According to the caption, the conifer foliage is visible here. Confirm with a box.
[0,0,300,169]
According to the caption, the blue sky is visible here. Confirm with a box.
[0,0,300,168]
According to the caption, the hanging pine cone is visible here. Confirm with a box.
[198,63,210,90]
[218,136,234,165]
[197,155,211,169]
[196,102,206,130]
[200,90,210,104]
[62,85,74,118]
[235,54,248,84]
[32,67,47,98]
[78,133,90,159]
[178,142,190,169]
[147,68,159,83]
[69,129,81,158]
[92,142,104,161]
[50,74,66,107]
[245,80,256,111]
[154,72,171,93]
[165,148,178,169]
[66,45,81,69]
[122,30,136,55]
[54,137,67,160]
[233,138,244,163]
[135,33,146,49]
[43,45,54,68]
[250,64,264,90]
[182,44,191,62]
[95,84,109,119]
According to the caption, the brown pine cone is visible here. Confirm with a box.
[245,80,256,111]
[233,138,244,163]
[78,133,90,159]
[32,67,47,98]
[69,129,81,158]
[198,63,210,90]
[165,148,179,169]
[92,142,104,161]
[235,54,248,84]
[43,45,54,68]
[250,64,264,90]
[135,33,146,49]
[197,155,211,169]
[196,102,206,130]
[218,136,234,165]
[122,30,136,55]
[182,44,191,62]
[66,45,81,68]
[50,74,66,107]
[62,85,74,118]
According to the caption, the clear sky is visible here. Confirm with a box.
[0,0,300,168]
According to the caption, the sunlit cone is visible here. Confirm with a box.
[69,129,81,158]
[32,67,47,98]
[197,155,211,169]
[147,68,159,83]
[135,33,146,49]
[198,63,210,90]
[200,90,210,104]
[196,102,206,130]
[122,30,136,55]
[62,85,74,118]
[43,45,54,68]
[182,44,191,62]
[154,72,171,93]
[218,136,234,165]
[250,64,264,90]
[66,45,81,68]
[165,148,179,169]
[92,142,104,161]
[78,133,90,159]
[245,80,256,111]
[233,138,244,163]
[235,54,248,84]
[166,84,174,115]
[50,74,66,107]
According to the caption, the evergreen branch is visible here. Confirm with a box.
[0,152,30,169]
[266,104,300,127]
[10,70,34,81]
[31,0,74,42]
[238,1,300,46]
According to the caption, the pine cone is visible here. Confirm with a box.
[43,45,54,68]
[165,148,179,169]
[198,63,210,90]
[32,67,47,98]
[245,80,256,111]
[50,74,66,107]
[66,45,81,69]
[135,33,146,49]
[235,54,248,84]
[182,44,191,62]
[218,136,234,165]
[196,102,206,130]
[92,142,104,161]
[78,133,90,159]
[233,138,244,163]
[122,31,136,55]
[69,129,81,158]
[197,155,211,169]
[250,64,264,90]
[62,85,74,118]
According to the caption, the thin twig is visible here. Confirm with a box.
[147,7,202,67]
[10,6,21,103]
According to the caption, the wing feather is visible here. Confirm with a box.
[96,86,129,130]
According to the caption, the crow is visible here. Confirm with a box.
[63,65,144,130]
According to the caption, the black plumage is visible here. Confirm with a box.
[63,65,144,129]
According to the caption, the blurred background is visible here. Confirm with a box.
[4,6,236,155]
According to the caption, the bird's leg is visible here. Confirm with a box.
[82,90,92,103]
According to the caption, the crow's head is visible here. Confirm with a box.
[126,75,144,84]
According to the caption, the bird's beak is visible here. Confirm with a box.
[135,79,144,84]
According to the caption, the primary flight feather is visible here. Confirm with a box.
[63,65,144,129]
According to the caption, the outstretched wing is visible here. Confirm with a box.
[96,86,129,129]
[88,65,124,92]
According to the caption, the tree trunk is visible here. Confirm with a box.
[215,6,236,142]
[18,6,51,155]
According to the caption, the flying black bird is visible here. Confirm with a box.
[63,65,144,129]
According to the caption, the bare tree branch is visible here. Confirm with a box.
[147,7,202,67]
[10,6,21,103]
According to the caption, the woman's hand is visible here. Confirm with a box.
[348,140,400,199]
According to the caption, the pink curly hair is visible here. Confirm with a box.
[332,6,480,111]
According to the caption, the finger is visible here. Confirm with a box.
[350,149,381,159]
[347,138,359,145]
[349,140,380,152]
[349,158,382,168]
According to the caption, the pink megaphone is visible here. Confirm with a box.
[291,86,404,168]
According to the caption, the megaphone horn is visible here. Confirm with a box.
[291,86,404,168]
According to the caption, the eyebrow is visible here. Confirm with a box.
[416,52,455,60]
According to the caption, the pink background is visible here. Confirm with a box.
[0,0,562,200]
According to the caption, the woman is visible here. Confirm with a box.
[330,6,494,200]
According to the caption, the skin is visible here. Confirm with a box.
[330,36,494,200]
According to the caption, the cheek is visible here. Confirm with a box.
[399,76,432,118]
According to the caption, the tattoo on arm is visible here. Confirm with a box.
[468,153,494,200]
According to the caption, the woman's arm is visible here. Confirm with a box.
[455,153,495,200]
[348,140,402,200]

□ □ □ □ □

* [Exercise] Please extract every line of the listing above and reproduce each one verbatim, in its original order.

* [Solved exercise]
According to the caption, the conifer foliage is visible here. Confirm with a box.
[0,0,300,169]
According to the caption, the blue sky is visible here. Confirm with a box.
[0,0,300,168]
According to the caption, the hanging pine cone is visible here. Confirm with a box.
[198,63,210,90]
[218,136,234,165]
[197,155,211,169]
[196,102,206,130]
[200,90,210,104]
[62,85,74,118]
[235,54,248,84]
[32,67,47,98]
[78,133,90,159]
[178,142,190,169]
[147,68,159,83]
[69,129,81,158]
[92,142,104,161]
[50,74,66,107]
[245,80,256,111]
[154,72,171,93]
[165,148,178,169]
[66,45,81,69]
[122,30,136,55]
[54,137,67,160]
[233,138,244,163]
[135,33,146,49]
[43,45,54,68]
[250,64,264,90]
[182,44,191,62]
[95,84,109,119]
According to the caption, the brown pine cone is visible here. Confirm with a box.
[245,80,256,111]
[233,138,244,163]
[78,133,90,159]
[32,67,47,98]
[69,129,81,158]
[198,63,210,90]
[165,148,179,169]
[92,142,104,161]
[235,54,248,84]
[43,45,54,68]
[250,64,264,90]
[135,33,146,49]
[197,155,211,169]
[196,102,206,130]
[218,136,234,165]
[122,30,136,55]
[182,44,191,62]
[66,45,81,68]
[50,74,66,107]
[62,85,74,118]
According to the caption, the clear sky is visible here. Confirm with a box.
[0,0,300,168]
According to the caption, the sunlit cone is visible here. Confirm with a box.
[69,129,81,158]
[32,67,47,98]
[197,155,211,169]
[147,68,159,83]
[135,33,146,49]
[198,63,210,90]
[200,90,210,104]
[196,102,206,130]
[122,30,136,55]
[62,85,74,118]
[43,45,54,68]
[182,44,191,62]
[154,72,171,93]
[218,136,234,165]
[250,64,264,90]
[66,45,81,68]
[165,148,179,169]
[92,142,104,161]
[78,133,90,159]
[245,80,256,111]
[233,138,244,163]
[235,54,248,84]
[166,84,174,115]
[50,74,66,107]
According to the caption, the evergreen branch is visible here. Confirm with a box.
[0,152,30,169]
[266,104,300,127]
[10,70,34,81]
[31,0,74,42]
[238,1,300,46]
According to the caption, the pine cone is visible here. Confirm with a box.
[43,45,54,68]
[165,148,179,169]
[198,63,210,90]
[32,67,47,98]
[245,80,256,111]
[50,74,66,107]
[66,45,81,69]
[135,33,146,49]
[235,54,248,84]
[182,44,191,62]
[218,136,234,165]
[196,102,206,130]
[92,142,104,161]
[78,133,90,159]
[233,138,244,163]
[122,31,136,55]
[69,129,81,158]
[197,155,211,169]
[250,64,264,90]
[62,85,74,118]
According to the caption, the thin twig is visible here. Confirm with a box.
[147,7,202,67]
[10,6,21,103]
According to the caption, the wing feather is visible here. Confirm with a box.
[96,86,129,130]
According to the caption, the crow is visible here. Confirm with a box.
[63,65,144,130]
According to the caption, the black plumage is visible here. Confirm with a box.
[63,65,144,129]
According to the caption, the blurred background is visible here. Confirm with a box.
[4,6,236,155]
According to the caption, the bird's leg is visible here. Confirm with a box.
[82,90,92,103]
According to the caption, the crow's head is visible here. Confirm with a box.
[126,75,144,84]
According to the caption, the bird's beak is visible here. Confirm with a box.
[135,79,144,84]
According to the caption, the primary flight feather is visible here. Confirm with a box.
[63,65,144,129]
According to the caption, the outstretched wing is visible here. Confirm with a box.
[96,86,129,129]
[88,65,124,92]
According to the caption, the tree trunk is visible here. Confirm with a box.
[215,6,236,142]
[18,6,51,155]
According to the caption, the flying black bird is visible here. Confirm with a box.
[63,65,144,129]
According to the caption, the bare tree branch is visible here. Confirm with a box.
[147,7,202,67]
[10,6,21,103]
According to the caption, the woman's hand is visible here. Confirm with a box.
[348,140,400,199]
According to the caption, the pink curly hair is visible here. Confirm with a box.
[332,6,480,111]
According to the caption, the finger is visible here. Confirm with a box.
[350,149,381,159]
[347,138,359,145]
[349,140,380,152]
[349,158,382,168]
According to the caption, the pink megaphone is visible here. Confirm with a box.
[291,86,404,168]
According to the caption, the megaphone horn is visible here. Confirm with a box.
[291,86,404,168]
According to the caption, the eyebrow is visible here. Confirm with a box.
[416,52,455,60]
According to the caption, the pink background is visible here. Confirm with a box.
[0,0,562,200]
According to the caption, the woman is visible here. Confirm with a box.
[330,6,494,200]
According to the caption, the skin is visible here. Confirm with a box.
[330,36,494,200]
According to the caption, the cheek is visible here. Confirm with a box.
[399,76,432,118]
According to the caption, the tattoo on arm is visible here. Confirm with a box.
[468,153,494,200]
According to the caption, the woman's arm is visible here. Confirm with a box.
[455,153,495,200]
[348,140,402,200]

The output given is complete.